### [Data for this task]
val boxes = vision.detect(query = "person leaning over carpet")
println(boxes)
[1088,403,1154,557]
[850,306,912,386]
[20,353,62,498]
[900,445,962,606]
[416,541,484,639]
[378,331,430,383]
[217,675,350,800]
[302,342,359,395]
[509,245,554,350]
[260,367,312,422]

### [What you need to do]
Repeat the material above line for line, changing nothing.

### [Solution]
val boxes = vision.detect(query = "person leaning over carpet")
println(boxes)
[1088,403,1154,557]
[850,306,912,386]
[20,353,62,498]
[900,445,962,606]
[416,541,484,639]
[378,331,430,383]
[217,675,350,800]
[302,342,359,395]
[509,245,554,350]
[260,367,312,422]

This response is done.